- _Instructions to follow_
Below are records; output exactly the lines from the one with "In this exercise you will mark the metal staircase" through their final line.

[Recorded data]
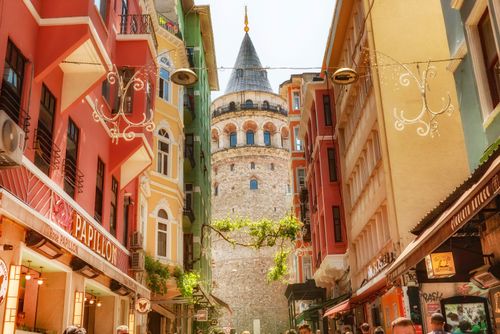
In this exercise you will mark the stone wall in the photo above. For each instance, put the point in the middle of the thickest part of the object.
(240, 274)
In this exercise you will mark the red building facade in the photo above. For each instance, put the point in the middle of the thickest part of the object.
(68, 191)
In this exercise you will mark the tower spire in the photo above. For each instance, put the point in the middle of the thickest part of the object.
(246, 21)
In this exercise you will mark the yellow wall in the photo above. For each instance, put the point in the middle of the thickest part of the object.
(421, 170)
(167, 192)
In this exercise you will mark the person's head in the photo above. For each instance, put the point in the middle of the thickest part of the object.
(305, 329)
(403, 326)
(123, 329)
(74, 330)
(437, 322)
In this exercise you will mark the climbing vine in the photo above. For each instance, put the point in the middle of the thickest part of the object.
(261, 233)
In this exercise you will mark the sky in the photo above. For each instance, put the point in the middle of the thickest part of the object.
(285, 33)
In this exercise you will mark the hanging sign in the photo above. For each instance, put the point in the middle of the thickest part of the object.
(4, 280)
(142, 305)
(440, 265)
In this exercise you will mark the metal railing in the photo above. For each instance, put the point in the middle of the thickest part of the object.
(264, 106)
(137, 24)
(169, 25)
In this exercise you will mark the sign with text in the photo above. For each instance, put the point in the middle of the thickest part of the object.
(85, 232)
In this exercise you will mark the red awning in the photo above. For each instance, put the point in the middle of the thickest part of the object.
(342, 307)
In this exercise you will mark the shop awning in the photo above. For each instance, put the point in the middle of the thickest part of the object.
(339, 308)
(484, 187)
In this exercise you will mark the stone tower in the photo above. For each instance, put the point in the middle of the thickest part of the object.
(250, 178)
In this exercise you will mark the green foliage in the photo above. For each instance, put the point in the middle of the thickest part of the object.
(186, 282)
(157, 275)
(262, 233)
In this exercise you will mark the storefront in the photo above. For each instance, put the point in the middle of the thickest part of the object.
(455, 259)
(52, 274)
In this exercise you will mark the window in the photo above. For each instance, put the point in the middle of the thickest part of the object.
(327, 110)
(13, 75)
(232, 139)
(337, 224)
(162, 230)
(301, 178)
(163, 151)
(43, 152)
(332, 168)
(298, 142)
(102, 7)
(250, 137)
(267, 138)
(296, 100)
(71, 174)
(490, 56)
(164, 89)
(99, 190)
(114, 204)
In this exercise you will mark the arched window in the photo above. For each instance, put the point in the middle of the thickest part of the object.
(250, 137)
(163, 151)
(267, 138)
(233, 139)
(162, 233)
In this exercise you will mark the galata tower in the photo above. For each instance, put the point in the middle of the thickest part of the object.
(250, 179)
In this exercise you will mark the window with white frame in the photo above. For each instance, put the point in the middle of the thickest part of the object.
(297, 141)
(164, 85)
(483, 43)
(162, 233)
(163, 151)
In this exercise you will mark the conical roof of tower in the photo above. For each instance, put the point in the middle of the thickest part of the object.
(248, 73)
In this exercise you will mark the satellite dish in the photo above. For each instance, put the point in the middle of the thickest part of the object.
(184, 77)
(344, 76)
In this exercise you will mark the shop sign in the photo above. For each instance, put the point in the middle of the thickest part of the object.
(142, 305)
(90, 236)
(4, 280)
(440, 265)
(379, 264)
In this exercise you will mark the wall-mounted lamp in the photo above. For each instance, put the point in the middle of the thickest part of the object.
(42, 245)
(82, 267)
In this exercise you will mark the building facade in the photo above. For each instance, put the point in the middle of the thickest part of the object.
(70, 181)
(250, 162)
(390, 163)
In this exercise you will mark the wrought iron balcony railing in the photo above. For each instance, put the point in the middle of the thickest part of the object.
(137, 24)
(264, 106)
(169, 25)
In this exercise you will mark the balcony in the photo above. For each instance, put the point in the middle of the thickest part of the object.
(264, 106)
(169, 25)
(138, 24)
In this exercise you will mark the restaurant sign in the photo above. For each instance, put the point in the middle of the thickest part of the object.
(440, 265)
(90, 236)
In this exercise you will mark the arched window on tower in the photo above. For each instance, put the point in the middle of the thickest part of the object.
(250, 137)
(162, 233)
(233, 139)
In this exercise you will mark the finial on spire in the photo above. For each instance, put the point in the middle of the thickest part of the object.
(246, 20)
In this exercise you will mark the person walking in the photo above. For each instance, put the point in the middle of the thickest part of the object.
(437, 324)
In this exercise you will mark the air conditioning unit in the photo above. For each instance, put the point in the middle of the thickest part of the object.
(137, 260)
(136, 241)
(11, 142)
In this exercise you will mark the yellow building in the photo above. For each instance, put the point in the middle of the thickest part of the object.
(396, 165)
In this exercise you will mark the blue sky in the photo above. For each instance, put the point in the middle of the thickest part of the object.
(286, 33)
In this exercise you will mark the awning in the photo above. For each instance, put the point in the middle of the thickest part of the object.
(339, 308)
(472, 200)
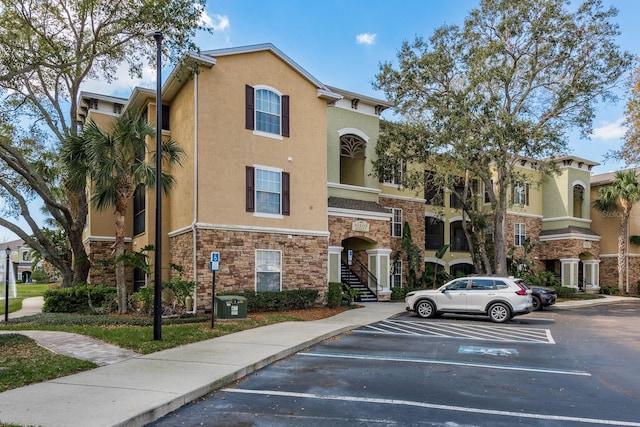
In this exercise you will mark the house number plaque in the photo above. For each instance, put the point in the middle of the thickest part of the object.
(360, 226)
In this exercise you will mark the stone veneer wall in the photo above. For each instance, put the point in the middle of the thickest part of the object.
(99, 275)
(340, 229)
(413, 213)
(609, 273)
(304, 261)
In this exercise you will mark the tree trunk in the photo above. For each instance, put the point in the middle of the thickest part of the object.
(622, 249)
(121, 282)
(500, 248)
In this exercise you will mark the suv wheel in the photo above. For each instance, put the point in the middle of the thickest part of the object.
(425, 309)
(499, 313)
(537, 305)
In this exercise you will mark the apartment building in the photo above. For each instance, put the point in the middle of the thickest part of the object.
(607, 225)
(278, 178)
(255, 185)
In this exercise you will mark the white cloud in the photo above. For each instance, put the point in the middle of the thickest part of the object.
(216, 22)
(219, 22)
(123, 84)
(366, 38)
(613, 130)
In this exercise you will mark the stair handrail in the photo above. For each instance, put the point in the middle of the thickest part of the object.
(363, 270)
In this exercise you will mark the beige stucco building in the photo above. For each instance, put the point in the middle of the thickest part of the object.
(278, 178)
(265, 179)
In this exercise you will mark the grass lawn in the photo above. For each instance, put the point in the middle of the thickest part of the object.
(28, 363)
(24, 362)
(25, 290)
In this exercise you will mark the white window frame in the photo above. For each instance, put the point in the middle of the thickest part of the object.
(397, 176)
(396, 275)
(520, 189)
(485, 194)
(277, 266)
(395, 223)
(258, 169)
(519, 233)
(488, 233)
(257, 110)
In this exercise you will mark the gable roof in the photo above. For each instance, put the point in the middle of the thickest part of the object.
(324, 92)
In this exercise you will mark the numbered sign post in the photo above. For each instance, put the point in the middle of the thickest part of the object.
(214, 266)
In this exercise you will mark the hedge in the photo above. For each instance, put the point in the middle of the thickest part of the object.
(277, 301)
(78, 299)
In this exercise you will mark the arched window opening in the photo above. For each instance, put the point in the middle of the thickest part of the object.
(352, 158)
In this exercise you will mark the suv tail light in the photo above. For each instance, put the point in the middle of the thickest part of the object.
(523, 289)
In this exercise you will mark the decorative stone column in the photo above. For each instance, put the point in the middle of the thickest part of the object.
(379, 266)
(335, 272)
(591, 274)
(569, 272)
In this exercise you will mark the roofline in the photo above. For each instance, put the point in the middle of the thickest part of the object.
(609, 177)
(324, 91)
(575, 158)
(103, 97)
(368, 99)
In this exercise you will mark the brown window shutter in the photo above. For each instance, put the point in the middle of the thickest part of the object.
(249, 95)
(285, 115)
(286, 204)
(250, 189)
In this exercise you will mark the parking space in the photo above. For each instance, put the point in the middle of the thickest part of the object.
(448, 371)
(459, 330)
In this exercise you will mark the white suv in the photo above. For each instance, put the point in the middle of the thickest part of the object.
(500, 298)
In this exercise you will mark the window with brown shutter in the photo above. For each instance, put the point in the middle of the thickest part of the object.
(249, 95)
(250, 198)
(286, 206)
(285, 115)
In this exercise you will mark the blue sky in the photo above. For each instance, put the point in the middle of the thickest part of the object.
(342, 43)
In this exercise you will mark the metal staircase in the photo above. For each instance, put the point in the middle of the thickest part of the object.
(351, 279)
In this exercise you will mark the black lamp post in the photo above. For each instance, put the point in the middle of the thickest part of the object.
(6, 287)
(157, 274)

- _Exercise response_
In this exercise you will mark the metal staircase in the photo above. For each instance, put the point in the middle of the thickest part of the object.
(351, 279)
In this exercise you will mark the black lamp post in the photo above. For each instance, put the point in the middle of the thickest part of the object.
(6, 287)
(157, 274)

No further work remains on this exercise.